**Ziel der Aufgabe**
Gib aus den Daten unten nur den Abschnitt unverändert wieder, der mit der Zeile beginnt, die „Run detection for teal“ enthält, und mit dem Ende der Daten schließt, jeweils einschließlich der ersten und der letzten Zeile.
═════ Eingabedaten
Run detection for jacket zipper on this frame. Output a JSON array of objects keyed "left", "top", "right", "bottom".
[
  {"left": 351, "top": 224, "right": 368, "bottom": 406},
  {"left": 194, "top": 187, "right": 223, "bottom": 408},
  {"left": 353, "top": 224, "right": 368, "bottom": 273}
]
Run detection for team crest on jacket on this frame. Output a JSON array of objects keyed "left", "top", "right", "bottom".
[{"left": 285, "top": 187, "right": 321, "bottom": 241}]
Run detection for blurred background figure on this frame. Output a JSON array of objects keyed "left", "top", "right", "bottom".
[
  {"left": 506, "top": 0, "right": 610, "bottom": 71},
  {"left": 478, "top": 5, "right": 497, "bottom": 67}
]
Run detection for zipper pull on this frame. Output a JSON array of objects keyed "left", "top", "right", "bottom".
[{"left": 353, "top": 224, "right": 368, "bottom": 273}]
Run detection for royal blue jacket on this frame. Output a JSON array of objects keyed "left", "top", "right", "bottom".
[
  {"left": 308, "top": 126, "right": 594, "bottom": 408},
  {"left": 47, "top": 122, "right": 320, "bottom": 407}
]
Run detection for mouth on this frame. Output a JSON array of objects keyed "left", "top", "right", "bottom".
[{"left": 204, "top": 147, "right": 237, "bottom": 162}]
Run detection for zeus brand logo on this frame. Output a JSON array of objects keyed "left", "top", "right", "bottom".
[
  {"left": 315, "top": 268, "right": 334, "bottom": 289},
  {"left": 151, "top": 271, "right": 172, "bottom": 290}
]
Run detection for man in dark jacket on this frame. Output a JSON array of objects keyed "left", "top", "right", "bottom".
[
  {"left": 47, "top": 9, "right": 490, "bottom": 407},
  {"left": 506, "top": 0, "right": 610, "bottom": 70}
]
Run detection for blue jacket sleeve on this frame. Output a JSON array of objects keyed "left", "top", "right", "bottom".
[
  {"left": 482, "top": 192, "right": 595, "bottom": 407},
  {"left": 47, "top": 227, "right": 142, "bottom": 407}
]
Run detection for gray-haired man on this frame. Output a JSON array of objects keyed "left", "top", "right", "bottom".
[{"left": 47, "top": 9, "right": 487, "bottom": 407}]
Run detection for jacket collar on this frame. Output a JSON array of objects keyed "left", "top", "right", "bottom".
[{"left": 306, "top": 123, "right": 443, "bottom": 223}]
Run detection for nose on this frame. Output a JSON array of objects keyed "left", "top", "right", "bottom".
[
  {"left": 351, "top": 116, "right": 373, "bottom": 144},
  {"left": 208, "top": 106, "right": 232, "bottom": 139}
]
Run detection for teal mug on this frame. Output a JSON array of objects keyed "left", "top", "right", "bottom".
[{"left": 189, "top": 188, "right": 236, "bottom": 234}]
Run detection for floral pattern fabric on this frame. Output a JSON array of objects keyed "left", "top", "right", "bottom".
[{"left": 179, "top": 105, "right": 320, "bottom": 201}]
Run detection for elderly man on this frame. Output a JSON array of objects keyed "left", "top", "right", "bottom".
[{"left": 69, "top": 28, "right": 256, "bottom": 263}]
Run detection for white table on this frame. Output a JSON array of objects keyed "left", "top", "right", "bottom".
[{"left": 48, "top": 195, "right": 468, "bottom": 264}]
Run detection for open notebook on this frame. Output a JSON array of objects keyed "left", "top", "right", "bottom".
══════════
**Ausgabe**
Run detection for teal mug on this frame. Output a JSON array of objects keyed "left", "top", "right", "bottom".
[{"left": 189, "top": 188, "right": 236, "bottom": 234}]
Run detection for floral pattern fabric on this frame. Output a JSON array of objects keyed "left", "top", "right", "bottom".
[{"left": 179, "top": 105, "right": 320, "bottom": 201}]
Run detection for elderly man on this frame. Output a JSON array of objects keyed "left", "top", "right", "bottom".
[{"left": 69, "top": 28, "right": 256, "bottom": 263}]
Run detection for white table on this frame. Output a JSON array of objects keyed "left", "top", "right", "bottom".
[{"left": 48, "top": 195, "right": 468, "bottom": 264}]
Run detection for open notebook on this frame. Output a JSON array of objects keyed "left", "top", "right", "bottom".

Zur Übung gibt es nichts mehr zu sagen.